— What you are asked to do —
For this exercise, write out exactly the lines of the material from the one containing "Target: heart drawn in sand" through the end, both ends included, and nothing more.

== == ==

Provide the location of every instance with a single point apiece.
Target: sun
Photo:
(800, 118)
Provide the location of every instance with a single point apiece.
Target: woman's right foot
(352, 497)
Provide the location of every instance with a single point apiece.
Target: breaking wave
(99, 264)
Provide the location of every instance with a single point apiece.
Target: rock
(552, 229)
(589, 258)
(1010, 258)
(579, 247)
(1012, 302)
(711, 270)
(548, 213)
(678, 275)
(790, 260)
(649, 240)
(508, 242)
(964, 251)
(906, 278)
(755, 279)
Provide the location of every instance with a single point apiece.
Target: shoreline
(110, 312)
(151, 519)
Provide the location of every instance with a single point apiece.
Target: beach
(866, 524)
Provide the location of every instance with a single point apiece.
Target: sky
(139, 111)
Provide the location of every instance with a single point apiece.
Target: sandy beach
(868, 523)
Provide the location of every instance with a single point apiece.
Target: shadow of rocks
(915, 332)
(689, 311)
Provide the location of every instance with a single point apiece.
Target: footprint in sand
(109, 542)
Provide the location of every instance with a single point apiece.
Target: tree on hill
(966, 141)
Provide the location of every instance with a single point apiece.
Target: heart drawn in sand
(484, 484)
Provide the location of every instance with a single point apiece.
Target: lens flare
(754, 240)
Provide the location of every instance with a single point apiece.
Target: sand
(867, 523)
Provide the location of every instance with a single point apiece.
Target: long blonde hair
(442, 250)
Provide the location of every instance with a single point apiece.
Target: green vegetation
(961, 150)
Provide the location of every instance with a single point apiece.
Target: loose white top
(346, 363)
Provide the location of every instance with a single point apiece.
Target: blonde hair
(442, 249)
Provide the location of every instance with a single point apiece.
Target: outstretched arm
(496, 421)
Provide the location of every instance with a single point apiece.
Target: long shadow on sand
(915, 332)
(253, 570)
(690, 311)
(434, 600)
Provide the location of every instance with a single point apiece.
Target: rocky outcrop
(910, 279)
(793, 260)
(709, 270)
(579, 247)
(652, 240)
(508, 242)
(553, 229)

== == ==

— Solution to this problem —
Target: heart drawn in sand
(484, 484)
Provide the location of every instance with a single point apiece.
Target: lens flare
(754, 240)
Provide the location of every instance with a single point apiece.
Target: sand
(867, 523)
Provide the location of every instance with a single point apiece.
Target: long blonde hair
(442, 250)
Provide the location of every instance with a single point apiece.
Target: green vegetation
(961, 150)
Provide the location of every instance with a single point apiece.
Target: loose white top
(346, 363)
Provide the location of every instance with a single point apiece.
Target: blonde hair
(442, 249)
Provide the location of every instance with a single point apiece.
Target: outstretched arm
(496, 421)
Provide the location of every instance with a single point apiece.
Target: long shadow on sand
(915, 332)
(253, 570)
(690, 311)
(434, 600)
Provide the location of every instance with a single point apiece.
Target: rocky outcrop
(910, 279)
(793, 260)
(709, 270)
(579, 247)
(652, 240)
(508, 242)
(553, 229)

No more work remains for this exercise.